_WHAT THE TASK REQUIRES:_ Each entry below should be echoed exactly, with pictures omitted.

___ DATA LINES ___

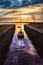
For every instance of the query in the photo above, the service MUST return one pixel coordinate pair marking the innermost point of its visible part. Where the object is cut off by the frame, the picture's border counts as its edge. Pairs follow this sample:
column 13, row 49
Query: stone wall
column 36, row 37
column 5, row 40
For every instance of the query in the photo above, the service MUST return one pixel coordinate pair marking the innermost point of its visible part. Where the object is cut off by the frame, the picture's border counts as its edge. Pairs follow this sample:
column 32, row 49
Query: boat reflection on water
column 20, row 34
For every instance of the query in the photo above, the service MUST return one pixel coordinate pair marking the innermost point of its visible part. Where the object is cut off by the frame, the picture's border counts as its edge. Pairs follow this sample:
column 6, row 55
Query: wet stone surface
column 22, row 52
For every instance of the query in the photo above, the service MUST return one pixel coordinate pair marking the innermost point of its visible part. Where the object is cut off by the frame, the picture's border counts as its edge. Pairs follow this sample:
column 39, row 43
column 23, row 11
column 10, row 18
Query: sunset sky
column 24, row 11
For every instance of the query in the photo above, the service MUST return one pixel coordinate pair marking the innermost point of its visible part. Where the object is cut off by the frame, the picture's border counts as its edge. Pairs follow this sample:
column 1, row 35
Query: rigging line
column 20, row 19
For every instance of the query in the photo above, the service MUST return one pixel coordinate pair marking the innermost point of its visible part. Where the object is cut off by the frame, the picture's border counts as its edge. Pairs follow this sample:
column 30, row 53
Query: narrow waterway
column 22, row 52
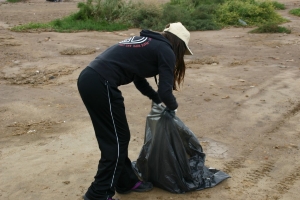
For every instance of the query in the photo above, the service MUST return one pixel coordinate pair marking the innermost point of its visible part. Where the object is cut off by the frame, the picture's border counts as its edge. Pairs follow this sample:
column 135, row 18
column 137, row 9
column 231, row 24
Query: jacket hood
column 156, row 36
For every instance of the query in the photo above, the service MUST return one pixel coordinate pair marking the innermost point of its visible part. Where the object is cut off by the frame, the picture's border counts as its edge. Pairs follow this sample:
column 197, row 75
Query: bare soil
column 240, row 97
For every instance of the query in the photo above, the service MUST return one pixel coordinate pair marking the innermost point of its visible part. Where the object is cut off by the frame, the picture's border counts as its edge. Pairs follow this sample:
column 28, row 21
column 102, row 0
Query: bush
column 278, row 6
column 271, row 28
column 295, row 12
column 194, row 14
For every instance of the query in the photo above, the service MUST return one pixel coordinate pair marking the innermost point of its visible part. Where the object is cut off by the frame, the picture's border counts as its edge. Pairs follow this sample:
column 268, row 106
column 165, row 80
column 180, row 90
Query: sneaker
column 85, row 198
column 139, row 187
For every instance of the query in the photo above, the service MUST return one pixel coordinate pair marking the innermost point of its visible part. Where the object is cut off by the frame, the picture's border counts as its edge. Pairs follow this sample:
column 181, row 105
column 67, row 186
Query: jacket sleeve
column 144, row 87
column 166, row 66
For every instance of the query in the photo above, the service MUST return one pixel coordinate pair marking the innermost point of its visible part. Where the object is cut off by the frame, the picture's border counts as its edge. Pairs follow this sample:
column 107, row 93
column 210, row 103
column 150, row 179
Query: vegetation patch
column 295, row 12
column 271, row 28
column 114, row 15
column 278, row 6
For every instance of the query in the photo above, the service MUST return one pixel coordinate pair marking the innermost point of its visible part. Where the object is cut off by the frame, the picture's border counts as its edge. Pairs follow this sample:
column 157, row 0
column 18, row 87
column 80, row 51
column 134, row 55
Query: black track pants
column 105, row 105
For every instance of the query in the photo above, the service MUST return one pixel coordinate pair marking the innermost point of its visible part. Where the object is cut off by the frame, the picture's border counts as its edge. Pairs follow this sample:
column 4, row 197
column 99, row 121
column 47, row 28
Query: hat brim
column 188, row 51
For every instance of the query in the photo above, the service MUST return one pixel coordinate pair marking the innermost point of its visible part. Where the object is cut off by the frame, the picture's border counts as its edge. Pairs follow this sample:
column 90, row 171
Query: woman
column 132, row 60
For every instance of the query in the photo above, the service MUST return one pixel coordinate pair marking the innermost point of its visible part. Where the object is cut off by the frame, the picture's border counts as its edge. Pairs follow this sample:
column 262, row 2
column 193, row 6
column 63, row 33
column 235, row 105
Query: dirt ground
column 240, row 97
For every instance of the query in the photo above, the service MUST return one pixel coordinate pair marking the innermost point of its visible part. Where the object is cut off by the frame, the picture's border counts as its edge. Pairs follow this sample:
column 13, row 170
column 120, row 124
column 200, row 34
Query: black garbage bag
column 172, row 157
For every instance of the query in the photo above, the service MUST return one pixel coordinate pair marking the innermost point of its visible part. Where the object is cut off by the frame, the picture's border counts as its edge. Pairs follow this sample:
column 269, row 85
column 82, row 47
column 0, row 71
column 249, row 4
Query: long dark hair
column 179, row 49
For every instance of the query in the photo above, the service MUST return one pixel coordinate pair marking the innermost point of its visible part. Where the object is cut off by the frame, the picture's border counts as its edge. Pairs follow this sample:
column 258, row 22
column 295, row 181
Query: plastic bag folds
column 172, row 157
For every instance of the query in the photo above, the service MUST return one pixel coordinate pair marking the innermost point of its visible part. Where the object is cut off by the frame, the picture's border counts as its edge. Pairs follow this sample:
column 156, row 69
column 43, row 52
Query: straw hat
column 180, row 31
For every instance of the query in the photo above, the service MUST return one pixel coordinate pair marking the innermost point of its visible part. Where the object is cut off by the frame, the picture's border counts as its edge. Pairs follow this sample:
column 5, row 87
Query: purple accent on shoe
column 136, row 185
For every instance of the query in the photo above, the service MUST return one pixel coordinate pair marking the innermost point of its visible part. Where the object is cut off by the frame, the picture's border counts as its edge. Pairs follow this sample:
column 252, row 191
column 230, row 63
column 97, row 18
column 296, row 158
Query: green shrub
column 295, row 12
column 278, row 6
column 251, row 11
column 271, row 28
column 194, row 14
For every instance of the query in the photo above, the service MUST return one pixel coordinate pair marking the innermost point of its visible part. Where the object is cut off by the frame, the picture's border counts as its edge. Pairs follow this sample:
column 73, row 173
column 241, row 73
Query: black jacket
column 138, row 58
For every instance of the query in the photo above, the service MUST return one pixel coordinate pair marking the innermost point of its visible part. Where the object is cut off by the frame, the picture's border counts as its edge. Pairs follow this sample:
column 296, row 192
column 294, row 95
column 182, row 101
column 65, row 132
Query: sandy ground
column 240, row 97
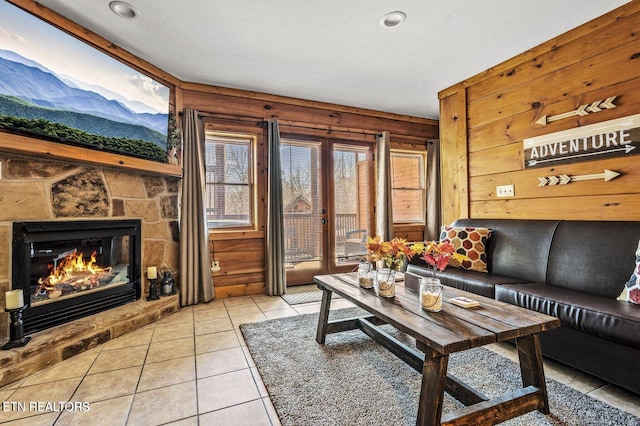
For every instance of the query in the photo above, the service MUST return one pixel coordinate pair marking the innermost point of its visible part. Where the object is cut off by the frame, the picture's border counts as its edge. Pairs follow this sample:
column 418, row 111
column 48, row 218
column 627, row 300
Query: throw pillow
column 470, row 242
column 631, row 290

___

_THE OUTPUT:_
For every instance of the query in the photo above, the service MUST return one pixel coordinate pair marking the innermost point of its visible part. Where the object is cut off by the frame, the picture's border counts as its edge. Pairs follow this sample:
column 13, row 49
Query: stone wall
column 36, row 37
column 5, row 40
For every instance of the query in the photo above, the service MUST return one pixel coordinate pair marking the innermost point of its visible part. Where the object is cut off by the frame, the picture's border counts as its edge. Pairs follow this sample:
column 32, row 49
Query: boat reflection on water
column 20, row 34
For every instance of the query in the photo above, the service MUST return one pixel coordinate pair marking the innermost point of its visible part. Where the object is cut off by the frame, the picture's border counts as its edge. Pairs follow this sample:
column 6, row 55
Query: wet stone surface
column 22, row 52
For every instance of the query in the photo above, the service MUST return one pixel coordinate pair marking the innermost point of its visible part. Where the object is cut off by the frame, the picture's border counts as its edge. Pairs follow this sample:
column 39, row 43
column 23, row 11
column 10, row 18
Query: sunset sky
column 24, row 11
For every instance of the query in the photo above, the service MUST return one pixel coordinate pair marking the innermost point of its visible part. Where the object is cut off by the frame, the picture's border counts as its edge. Pairs follow this sample:
column 1, row 35
Query: rigging line
column 20, row 19
For every instance of the query in the photo above, the service MUST return one pixel coordinate pair marking the innermost point of its visible part. Where the object is cut off by the frame, the picture's border counts as its edge. Pairs follow this sample:
column 30, row 53
Query: narrow waterway
column 22, row 52
For every instance of the query in the photo above, the service MUST return one pixel coordinate pair marking the innermost point of its visible part. Where the object is cut off by the frame, the picture's border counts as its edge. Pairs follow this sample:
column 135, row 18
column 137, row 9
column 231, row 24
Query: jacket hood
column 156, row 36
For every instance of the query in the photo above, the service MUST return one pixel coordinate pair marking the innermost point of its visible part. Where the object is cut off by the frame, the picture's border counts as its edge. Pairs follow this sample:
column 197, row 75
Query: bare soil
column 240, row 97
For every instance of the query in the photo above, the service MUST return one pixel coordinate pair marking the innermost point of its visible part. Where the object is cut off by the frame, the picture's border counts as its edge. Pairs follow this sample:
column 28, row 21
column 102, row 0
Query: bush
column 278, row 6
column 271, row 28
column 295, row 12
column 194, row 14
For every instance of the query in the photo above, the service MUST return one pixel coordinate pair marking the innermost point of its visible part. Where the object is cut off by the frame, the picture's border counts as its edge. Pairs follow this sample:
column 268, row 106
column 165, row 80
column 180, row 90
Query: sneaker
column 85, row 198
column 139, row 187
For every instance of the query in the photo above, the service MUST return one pixel coordinate pair marking the innermost point of its visible part. Where the object is cut off by the frame, the picture's border counts as its edge. Pairs follow this sample:
column 181, row 105
column 67, row 186
Query: jacket sleeve
column 144, row 87
column 166, row 66
For every instance of the query in the photo above, the service MUST return one pixel coordinate pair marking the innermost point of its visible part. Where the object is cut off by the frame, the picture's border counts as its edge. Pairs follow this sample:
column 107, row 93
column 210, row 103
column 150, row 179
Query: vegetation patch
column 295, row 12
column 271, row 28
column 114, row 15
column 278, row 6
For every instance of the query in the photo above, the service MUST return one pixel coordinate pair marking the innermost point of its visible part. Where the object is cut off by the frame, the picture's border counts as its edge. Pairs follow this sample:
column 157, row 0
column 18, row 87
column 80, row 51
column 134, row 55
Query: black track pants
column 105, row 105
For every instance of the query in the photo above, the service MUST return one pixel coordinate pair marking the innermost point of its visible part. Where the object is cut off by the frame, the picture's border counts as its edge. Pairs follow this sample:
column 4, row 197
column 99, row 121
column 47, row 28
Query: hat brim
column 188, row 51
For every instance of the query in the photo above, the service MUST return one pixel coordinate pair marking the innermost point of its visible part. Where the object is cut off by the frame, the picture's border counts as its edge. Pairs follow this sample:
column 90, row 171
Query: woman
column 132, row 60
For every instance of the query in the photo above, the service MUST return one pixel coordinate pair marking the innermost point of its visible part. Where the object is cut off by the frame, the picture's border counts as its edge. Pairs follow this sample:
column 262, row 2
column 193, row 6
column 63, row 33
column 235, row 105
Query: dirt ground
column 240, row 97
For every instance of the query in the photo above, the service MUST return one pixel coordinate pair marking the innermost point of its visible part. Where the object is cut off by the frame, the picture's border counts as its edge. Pairs follow this sample:
column 13, row 170
column 120, row 124
column 200, row 34
Query: black garbage bag
column 172, row 157
For every instance of the query in the photo above, the service MUST return one pixel coordinate pair marking the innermost point of its visible part. Where the object is cut off by the frame, the picture's border counts as its edge. Pairs follow this sample:
column 269, row 85
column 82, row 47
column 0, row 71
column 249, row 4
Query: long dark hair
column 179, row 49
For every instance of the query in the photo above, the service MUST return one pixel coordinate pair marking the innermost point of its visible part. Where the object is cut off by the frame, the picture's border counts as its edge. Pairs follow this sample:
column 258, row 22
column 295, row 181
Query: plastic bag folds
column 172, row 157
For every instance of the query in the photo above, the service MUST return one pixel coordinate pair marking the innermost point of its visible part. Where the object is cut off by the frame, the picture's border counts as its edge. Pairs follow this sample:
column 156, row 69
column 43, row 52
Query: straw hat
column 180, row 31
For every instance of the query in the photo above, the service MUST return one pixel coordinate pair marking the innermost point of its visible part. Where the object is cut off by the frame, the picture's border counts as its edge. Pairs follow this sample:
column 5, row 87
Query: purple accent on shoe
column 136, row 185
For every instance of the query in the photo above, the service MUST return one pixel coordinate pair marking the innermost point of its visible part. Where the object is cut off by the frame, the picture's border counts as its edge. Pairs follow this sample:
column 252, row 191
column 230, row 63
column 97, row 18
column 296, row 158
Query: green shrub
column 295, row 12
column 278, row 6
column 251, row 11
column 271, row 28
column 194, row 14
For every instance of the query in the photo above, the service MUST return one pixel coordinate pair marking the innermost point of its visible part. Where the object is cut off by the frame, the picture's border counts as its edge. Pairs follow this sample:
column 73, row 173
column 241, row 73
Query: black jacket
column 138, row 58
For every instance of the query in the photo above, the service MUST return one pixel coordinate pair marking the innermost point of its visible part. Where the object is cut off by the frame, the picture's border counts as its edge. Pairs follow this sample:
column 296, row 192
column 294, row 95
column 182, row 101
column 65, row 132
Query: sandy ground
column 240, row 97
For every instance of the query in the photo above, the service MUST return one pixel coordinate pair marking the innermost point of its visible part. Where the object is cut off by the frame, the picture's border counts as its edge. Pairs follow this sample:
column 418, row 111
column 48, row 218
column 627, row 300
Query: throw pillow
column 470, row 242
column 631, row 290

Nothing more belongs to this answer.